**Exercise details:**
Show each line of the data below that contains the string "resembles".

Start Listing

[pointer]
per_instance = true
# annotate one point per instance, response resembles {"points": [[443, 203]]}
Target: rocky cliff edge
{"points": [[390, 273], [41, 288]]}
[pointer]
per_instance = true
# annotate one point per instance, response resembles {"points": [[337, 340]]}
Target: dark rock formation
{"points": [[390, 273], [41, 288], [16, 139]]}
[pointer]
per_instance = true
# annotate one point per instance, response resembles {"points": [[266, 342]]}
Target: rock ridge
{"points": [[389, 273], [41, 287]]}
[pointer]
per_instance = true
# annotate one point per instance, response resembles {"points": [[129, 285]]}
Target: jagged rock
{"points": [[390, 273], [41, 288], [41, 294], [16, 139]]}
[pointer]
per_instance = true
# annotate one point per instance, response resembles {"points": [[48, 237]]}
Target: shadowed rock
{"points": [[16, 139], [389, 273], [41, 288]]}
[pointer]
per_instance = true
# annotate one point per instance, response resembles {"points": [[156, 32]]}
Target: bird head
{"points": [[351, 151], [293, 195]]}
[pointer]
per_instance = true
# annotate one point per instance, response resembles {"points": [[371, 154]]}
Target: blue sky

End Listing
Start Listing

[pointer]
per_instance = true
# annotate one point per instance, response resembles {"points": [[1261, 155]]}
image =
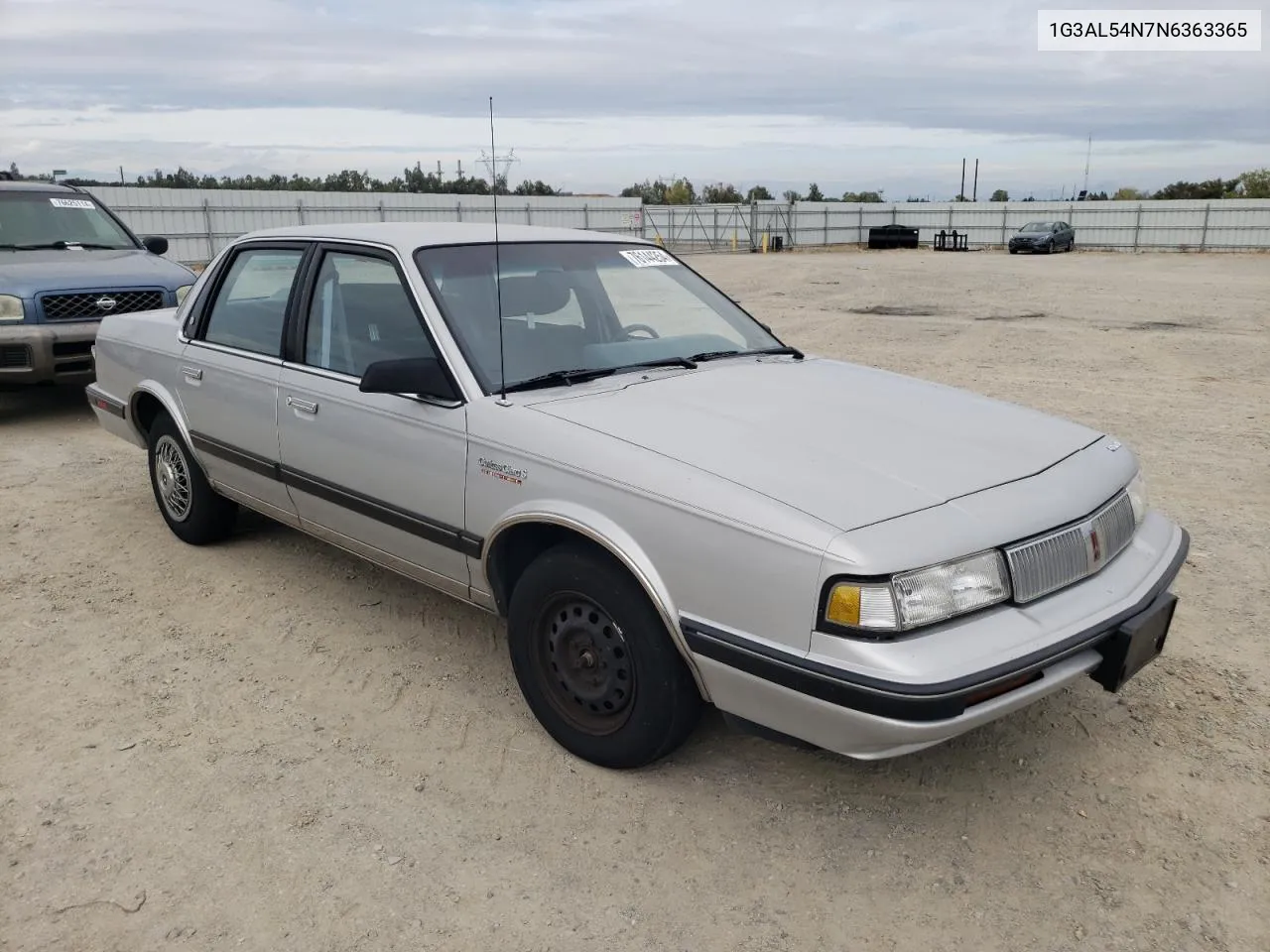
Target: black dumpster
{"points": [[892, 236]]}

End Listing

**Result of the exercise:**
# annotate one point per instance, response resembles {"points": [[443, 203]]}
# annotate one point per instance, response resembles {"points": [[337, 340]]}
# annotate one point per instance, response resembles {"points": [[266, 342]]}
# annotate one point per instance, response resembles {"points": [[129, 285]]}
# annotate one point per instance, response resembles {"points": [[48, 237]]}
# annotate one point per instance, response resembles {"points": [[156, 32]]}
# annotate one point per instance, response resembles {"points": [[371, 154]]}
# annotate one point per instance, response resembles {"points": [[1261, 155]]}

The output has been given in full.